**TO DO**
Your answer should hold exactly the lines from the line containing "Would you be able to point out the ant head" through the end of the entries that follow.

**EXTRACTED MATERIAL**
______________________________

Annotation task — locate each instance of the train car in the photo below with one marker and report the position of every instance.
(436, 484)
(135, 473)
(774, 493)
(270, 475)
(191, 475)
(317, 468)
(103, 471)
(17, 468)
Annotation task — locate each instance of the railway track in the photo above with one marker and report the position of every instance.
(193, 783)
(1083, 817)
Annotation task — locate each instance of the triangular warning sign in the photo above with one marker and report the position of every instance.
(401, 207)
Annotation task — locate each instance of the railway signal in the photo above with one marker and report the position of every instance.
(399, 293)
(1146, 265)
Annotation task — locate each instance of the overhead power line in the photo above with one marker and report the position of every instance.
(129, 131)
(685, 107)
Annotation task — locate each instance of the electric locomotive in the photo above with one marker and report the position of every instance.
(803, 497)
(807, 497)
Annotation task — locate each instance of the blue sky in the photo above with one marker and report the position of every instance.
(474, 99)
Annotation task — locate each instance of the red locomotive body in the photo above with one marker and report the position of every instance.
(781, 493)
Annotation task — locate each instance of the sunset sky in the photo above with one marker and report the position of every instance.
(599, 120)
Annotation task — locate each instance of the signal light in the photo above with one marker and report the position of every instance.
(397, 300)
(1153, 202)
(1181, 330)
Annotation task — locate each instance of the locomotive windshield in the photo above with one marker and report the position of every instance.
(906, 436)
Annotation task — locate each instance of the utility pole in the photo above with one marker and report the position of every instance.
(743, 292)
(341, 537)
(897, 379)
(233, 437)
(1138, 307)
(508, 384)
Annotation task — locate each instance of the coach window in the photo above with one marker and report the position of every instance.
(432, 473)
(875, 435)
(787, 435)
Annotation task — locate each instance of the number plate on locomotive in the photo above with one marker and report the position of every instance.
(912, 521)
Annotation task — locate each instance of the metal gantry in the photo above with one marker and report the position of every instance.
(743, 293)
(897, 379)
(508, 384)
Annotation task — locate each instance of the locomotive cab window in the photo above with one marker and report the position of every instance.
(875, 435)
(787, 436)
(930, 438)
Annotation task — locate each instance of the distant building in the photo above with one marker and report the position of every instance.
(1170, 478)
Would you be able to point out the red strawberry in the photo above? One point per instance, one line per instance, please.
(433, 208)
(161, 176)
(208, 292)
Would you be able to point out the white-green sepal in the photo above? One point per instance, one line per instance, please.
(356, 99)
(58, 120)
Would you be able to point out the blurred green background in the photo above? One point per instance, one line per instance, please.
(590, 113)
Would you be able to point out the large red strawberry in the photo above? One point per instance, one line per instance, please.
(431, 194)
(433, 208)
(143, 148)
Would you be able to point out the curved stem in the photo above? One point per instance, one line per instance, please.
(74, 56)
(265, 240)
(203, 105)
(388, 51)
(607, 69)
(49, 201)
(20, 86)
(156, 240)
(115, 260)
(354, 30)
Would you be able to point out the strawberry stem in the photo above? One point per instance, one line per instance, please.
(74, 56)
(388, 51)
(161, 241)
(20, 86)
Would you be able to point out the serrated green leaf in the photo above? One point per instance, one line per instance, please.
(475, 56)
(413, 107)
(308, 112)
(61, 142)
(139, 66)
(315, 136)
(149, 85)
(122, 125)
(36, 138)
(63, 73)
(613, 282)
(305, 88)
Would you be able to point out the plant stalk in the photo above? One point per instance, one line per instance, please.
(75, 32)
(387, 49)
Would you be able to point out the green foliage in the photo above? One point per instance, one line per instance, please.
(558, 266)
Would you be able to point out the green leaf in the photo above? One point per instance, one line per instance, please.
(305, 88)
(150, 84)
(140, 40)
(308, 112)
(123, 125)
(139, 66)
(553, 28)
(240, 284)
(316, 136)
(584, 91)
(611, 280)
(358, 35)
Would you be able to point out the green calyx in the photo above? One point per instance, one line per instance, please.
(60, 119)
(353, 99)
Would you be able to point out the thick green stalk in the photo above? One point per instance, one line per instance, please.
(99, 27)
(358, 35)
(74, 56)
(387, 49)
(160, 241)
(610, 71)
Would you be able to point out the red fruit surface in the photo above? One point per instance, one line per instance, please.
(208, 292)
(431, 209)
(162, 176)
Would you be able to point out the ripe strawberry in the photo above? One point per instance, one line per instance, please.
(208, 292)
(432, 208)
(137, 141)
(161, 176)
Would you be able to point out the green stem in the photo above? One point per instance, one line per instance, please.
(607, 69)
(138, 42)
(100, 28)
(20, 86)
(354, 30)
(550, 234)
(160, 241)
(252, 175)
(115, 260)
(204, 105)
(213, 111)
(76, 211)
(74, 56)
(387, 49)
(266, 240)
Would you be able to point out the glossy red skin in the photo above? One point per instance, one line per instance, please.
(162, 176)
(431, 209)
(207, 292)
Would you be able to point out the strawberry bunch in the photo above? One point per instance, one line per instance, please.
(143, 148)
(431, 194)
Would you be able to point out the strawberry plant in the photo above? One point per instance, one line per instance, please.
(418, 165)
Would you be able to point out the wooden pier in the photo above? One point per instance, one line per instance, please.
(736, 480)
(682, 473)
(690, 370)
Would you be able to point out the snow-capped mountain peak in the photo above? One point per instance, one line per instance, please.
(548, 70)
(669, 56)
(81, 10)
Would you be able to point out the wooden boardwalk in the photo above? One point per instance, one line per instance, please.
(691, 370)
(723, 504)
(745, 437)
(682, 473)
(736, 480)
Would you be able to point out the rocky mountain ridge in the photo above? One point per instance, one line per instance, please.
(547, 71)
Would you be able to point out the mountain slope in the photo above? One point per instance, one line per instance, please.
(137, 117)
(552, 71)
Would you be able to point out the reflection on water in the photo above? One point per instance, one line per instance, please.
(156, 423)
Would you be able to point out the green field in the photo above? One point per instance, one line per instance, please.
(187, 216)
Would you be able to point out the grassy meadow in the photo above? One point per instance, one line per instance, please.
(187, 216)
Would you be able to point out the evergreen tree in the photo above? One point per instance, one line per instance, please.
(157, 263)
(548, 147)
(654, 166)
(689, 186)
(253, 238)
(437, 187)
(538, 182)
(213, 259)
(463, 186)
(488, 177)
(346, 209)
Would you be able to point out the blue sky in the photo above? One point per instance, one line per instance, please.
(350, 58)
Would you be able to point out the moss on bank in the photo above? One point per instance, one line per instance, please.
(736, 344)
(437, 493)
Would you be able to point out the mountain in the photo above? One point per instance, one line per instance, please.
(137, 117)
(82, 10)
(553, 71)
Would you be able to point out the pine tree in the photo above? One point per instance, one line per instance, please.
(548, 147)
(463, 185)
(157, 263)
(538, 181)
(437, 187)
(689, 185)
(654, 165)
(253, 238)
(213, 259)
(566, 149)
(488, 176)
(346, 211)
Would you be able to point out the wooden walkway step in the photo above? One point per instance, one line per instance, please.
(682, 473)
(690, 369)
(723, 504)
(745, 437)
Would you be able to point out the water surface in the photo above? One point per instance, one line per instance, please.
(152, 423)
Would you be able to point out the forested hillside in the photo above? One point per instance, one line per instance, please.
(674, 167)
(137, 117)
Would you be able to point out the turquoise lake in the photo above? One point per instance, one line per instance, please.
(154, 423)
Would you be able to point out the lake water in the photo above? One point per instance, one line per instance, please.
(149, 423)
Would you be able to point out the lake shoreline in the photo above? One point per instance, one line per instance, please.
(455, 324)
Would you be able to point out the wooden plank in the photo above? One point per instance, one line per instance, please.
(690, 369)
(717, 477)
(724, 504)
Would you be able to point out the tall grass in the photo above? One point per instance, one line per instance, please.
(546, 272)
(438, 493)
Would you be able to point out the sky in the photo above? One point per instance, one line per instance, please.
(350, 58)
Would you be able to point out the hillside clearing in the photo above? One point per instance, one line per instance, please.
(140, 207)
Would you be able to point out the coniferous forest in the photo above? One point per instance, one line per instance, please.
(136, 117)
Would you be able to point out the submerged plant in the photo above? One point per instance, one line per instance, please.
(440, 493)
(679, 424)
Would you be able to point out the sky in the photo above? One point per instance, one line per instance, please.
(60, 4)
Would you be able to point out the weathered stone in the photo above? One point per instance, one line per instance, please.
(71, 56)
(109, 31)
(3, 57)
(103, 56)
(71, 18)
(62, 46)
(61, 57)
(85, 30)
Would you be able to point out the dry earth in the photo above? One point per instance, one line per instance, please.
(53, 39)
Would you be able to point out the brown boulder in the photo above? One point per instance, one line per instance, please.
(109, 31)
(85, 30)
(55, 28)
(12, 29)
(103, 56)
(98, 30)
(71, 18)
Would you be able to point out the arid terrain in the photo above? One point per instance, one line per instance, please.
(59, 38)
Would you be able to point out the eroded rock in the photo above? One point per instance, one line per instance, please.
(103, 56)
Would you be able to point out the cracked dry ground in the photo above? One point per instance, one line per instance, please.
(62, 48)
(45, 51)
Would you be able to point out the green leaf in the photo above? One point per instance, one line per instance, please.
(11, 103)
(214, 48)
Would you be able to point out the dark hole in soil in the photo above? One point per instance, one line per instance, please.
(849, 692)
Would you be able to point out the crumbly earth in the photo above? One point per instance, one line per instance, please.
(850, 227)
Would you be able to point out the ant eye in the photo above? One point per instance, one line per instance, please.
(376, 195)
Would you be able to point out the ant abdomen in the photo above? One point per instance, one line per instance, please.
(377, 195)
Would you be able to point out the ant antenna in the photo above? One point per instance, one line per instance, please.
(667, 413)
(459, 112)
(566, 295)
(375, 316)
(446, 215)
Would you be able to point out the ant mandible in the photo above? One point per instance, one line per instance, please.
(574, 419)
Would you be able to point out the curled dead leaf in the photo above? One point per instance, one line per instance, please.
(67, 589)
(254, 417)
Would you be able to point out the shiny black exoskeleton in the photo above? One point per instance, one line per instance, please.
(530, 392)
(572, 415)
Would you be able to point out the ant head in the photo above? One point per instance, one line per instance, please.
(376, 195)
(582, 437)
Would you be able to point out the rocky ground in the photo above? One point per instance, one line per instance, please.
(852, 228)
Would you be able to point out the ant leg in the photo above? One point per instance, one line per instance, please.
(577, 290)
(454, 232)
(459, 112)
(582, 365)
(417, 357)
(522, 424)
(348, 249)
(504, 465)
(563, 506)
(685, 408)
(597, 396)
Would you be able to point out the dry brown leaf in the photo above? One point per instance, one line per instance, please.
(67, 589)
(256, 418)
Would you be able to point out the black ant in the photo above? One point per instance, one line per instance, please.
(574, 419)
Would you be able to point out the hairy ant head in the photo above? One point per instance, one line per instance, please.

______________________________

**RESPONSE BELOW**
Would you be able to point out the ant head in the photo above? One point per instance, one line per instance, please.
(376, 195)
(582, 437)
Would you be able to point out the rocky ground in the photo above? One point per instance, one line per instance, please.
(852, 228)
Would you be able to point out the ant leg in the photo above? One point per instance, one line per instance, please.
(577, 290)
(454, 232)
(459, 112)
(582, 365)
(417, 357)
(522, 424)
(348, 249)
(504, 465)
(563, 506)
(685, 408)
(597, 396)
Would you be able to point out the dry brown leaf in the photo above? One point per instance, one line per instance, please.
(67, 589)
(256, 418)
Would you be able to point out the black ant in the photo above? One point per instance, one line per instance, please.
(574, 419)
Would you be able to point out the hairy ant head in the photo above? One point per instance, one line per instance, please.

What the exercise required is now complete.